::: AUSGEWÄHLTER TEXTAUSZUG

Die Entfernung des ständischen Prinzips aus den Gemeinde-, Kreis- und Provinzialverfassungen und die Reform derselben nach den Grundsätzen der Gleichberechtigung und Selbstverwaltung; die Aufhebung der gutsherrlichen Ortsobrigkeit und gutsherrlichen Polizei.

Der Aufschwung des Vaterlandes bedarf dieser sicheren und breiten Grundlagen, die wachsende Größe des Staatsgebietes vermehrt die Gefahren der bürokratischen Einwirkungen, und die in den Verfassungen anerkannten Grundsätze des modernen Rechtes sind unverträglich mit der Herrschaft des auf Bevorzugung und Privilegien beruhenden Systems in der Gemeindeverwaltung. Die Bevölkerung aber, die städtische wie die ländliche, hat in den großen und willigen Leistungen zu dem letzten Kriege das Anrecht erneuert, ihre dringendsten Wünsche endlich erfüllt zu sehen.

::::::
::: VORLIEGENDE DATEN

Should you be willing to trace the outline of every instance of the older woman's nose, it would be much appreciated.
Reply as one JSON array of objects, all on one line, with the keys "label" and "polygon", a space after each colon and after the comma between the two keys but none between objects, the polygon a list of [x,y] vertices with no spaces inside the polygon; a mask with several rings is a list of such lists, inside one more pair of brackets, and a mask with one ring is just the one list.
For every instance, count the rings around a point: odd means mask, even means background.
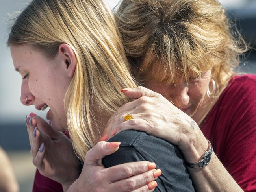
[{"label": "older woman's nose", "polygon": [[34,99],[34,96],[30,91],[28,84],[25,81],[23,81],[21,84],[21,103],[24,105],[30,105],[33,104]]},{"label": "older woman's nose", "polygon": [[184,107],[187,105],[189,102],[188,91],[188,87],[185,83],[177,85],[173,89],[172,101],[177,107]]}]

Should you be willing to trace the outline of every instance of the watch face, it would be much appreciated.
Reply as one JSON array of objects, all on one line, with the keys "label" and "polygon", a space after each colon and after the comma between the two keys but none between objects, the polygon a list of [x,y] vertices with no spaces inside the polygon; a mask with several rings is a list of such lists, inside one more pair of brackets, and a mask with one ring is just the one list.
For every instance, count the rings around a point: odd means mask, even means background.
[{"label": "watch face", "polygon": [[205,156],[204,159],[205,159],[204,162],[205,164],[207,165],[210,162],[210,160],[211,160],[211,154],[210,153],[207,154]]}]

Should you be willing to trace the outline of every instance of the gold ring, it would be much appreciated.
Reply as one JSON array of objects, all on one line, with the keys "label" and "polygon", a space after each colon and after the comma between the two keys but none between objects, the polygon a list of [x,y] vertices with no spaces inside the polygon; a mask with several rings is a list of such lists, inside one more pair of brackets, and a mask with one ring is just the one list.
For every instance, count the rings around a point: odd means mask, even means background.
[{"label": "gold ring", "polygon": [[128,114],[125,115],[124,118],[125,121],[132,119],[132,114],[130,114],[130,113],[128,113]]}]

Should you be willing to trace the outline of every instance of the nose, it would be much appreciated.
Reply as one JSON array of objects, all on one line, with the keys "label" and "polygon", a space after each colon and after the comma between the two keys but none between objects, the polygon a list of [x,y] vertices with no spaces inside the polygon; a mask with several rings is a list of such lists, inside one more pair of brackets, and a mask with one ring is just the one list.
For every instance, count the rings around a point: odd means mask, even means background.
[{"label": "nose", "polygon": [[34,99],[35,97],[30,91],[27,80],[22,81],[20,94],[21,103],[24,105],[30,105],[33,104]]},{"label": "nose", "polygon": [[173,89],[171,95],[172,101],[178,108],[185,107],[188,105],[189,96],[188,94],[189,87],[185,83],[178,84]]}]

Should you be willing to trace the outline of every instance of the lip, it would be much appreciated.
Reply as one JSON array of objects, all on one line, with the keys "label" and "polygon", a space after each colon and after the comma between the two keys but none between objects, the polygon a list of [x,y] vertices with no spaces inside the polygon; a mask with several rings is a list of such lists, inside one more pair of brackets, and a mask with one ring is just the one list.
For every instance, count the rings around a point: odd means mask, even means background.
[{"label": "lip", "polygon": [[41,105],[38,105],[35,106],[35,109],[39,111],[40,111],[42,107],[43,107],[45,105],[47,105],[47,104],[43,103]]}]

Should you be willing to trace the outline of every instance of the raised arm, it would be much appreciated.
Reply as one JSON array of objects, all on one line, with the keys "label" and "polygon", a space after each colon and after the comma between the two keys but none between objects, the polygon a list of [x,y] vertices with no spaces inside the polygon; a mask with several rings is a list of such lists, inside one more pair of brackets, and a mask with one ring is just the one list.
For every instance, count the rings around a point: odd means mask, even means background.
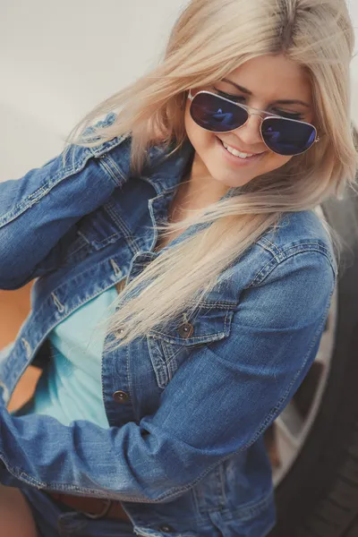
[{"label": "raised arm", "polygon": [[66,427],[1,408],[0,481],[138,502],[183,493],[252,444],[293,396],[316,355],[334,284],[319,251],[279,262],[243,292],[229,337],[193,351],[139,424]]}]

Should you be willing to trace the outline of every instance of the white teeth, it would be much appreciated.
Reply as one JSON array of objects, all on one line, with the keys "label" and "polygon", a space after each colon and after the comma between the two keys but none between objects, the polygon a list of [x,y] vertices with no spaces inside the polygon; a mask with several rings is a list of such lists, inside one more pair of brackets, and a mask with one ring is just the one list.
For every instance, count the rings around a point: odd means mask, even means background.
[{"label": "white teeth", "polygon": [[253,153],[242,153],[241,151],[238,151],[237,149],[234,149],[234,148],[231,148],[227,144],[224,143],[224,141],[223,141],[223,146],[229,153],[231,153],[232,155],[234,155],[235,157],[240,157],[240,158],[246,158],[247,157],[253,156]]}]

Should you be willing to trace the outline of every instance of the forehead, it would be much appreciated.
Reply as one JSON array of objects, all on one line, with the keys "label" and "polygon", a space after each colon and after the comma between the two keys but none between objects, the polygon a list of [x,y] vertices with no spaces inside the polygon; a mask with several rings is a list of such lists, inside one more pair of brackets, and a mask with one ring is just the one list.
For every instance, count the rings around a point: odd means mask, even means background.
[{"label": "forehead", "polygon": [[311,86],[305,70],[282,55],[252,58],[225,77],[265,101],[301,99],[311,103]]}]

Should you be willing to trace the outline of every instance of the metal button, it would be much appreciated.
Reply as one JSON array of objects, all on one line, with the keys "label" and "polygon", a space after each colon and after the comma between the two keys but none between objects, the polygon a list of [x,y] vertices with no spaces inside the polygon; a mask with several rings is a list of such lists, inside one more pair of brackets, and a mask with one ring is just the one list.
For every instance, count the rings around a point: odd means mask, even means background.
[{"label": "metal button", "polygon": [[174,532],[174,529],[169,524],[164,524],[160,526],[159,532],[164,532],[165,533],[172,533],[172,532]]},{"label": "metal button", "polygon": [[122,389],[115,392],[112,396],[115,403],[126,403],[129,399],[129,395],[126,392],[124,392]]},{"label": "metal button", "polygon": [[190,322],[183,323],[178,328],[179,336],[185,338],[190,337],[193,331],[194,328]]}]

::::::

AUFGABEN ZUR BEARBEITUNG →
A: Entscheide für jede Aussage, ob sie mit dem Textauszug übereinstimmt, und antworte mit Ja oder Nein samt den ausschlaggebenden Worten des Textauszugs als wörtlichem Zitat. (i) Der Textauszug fordert die Aufhebung der gutsherrlichen Polizei. (ii) Laut Textauszug verringert die wachsende Größe des Staatsgebietes die Gefahren bürokratischer Einwirkungen. (iii) Laut Textauszug hat nur die städtische Bevölkerung durch ihre Leistungen im letzten Krieg ihr Anrecht erneuert.
B: Such bitte jede Zeile der Einträge heraus, in der das Wort „Should“ vorkommt, und gib diese Zeilen wieder.

ANTWORTEN JE AUFGABE →
A:
(i) Ja: „die Aufhebung der gutsherrlichen Ortsobrigkeit und gutsherrlichen Polizei“
(ii) Nein: „die wachsende Größe des Staatsgebietes vermehrt die Gefahren der bürokratischen Einwirkungen“
(iii) Nein: „Die Bevölkerung aber, die städtische wie die ländliche“

B:
Should you be willing to trace the outline of every instance of the older woman's nose, it would be much appreciated.
Should you be willing to trace the outline of every instance of the watch face, it would be much appreciated.
Should you be willing to trace the outline of every instance of the gold ring, it would be much appreciated.
Should you be willing to trace the outline of every instance of the nose, it would be much appreciated.
Should you be willing to trace the outline of every instance of the lip, it would be much appreciated.
Should you be willing to trace the outline of every instance of the raised arm, it would be much appreciated.
Should you be willing to trace the outline of every instance of the white teeth, it would be much appreciated.
Should you be willing to trace the outline of every instance of the forehead, it would be much appreciated.
Should you be willing to trace the outline of every instance of the metal button, it would be much appreciated.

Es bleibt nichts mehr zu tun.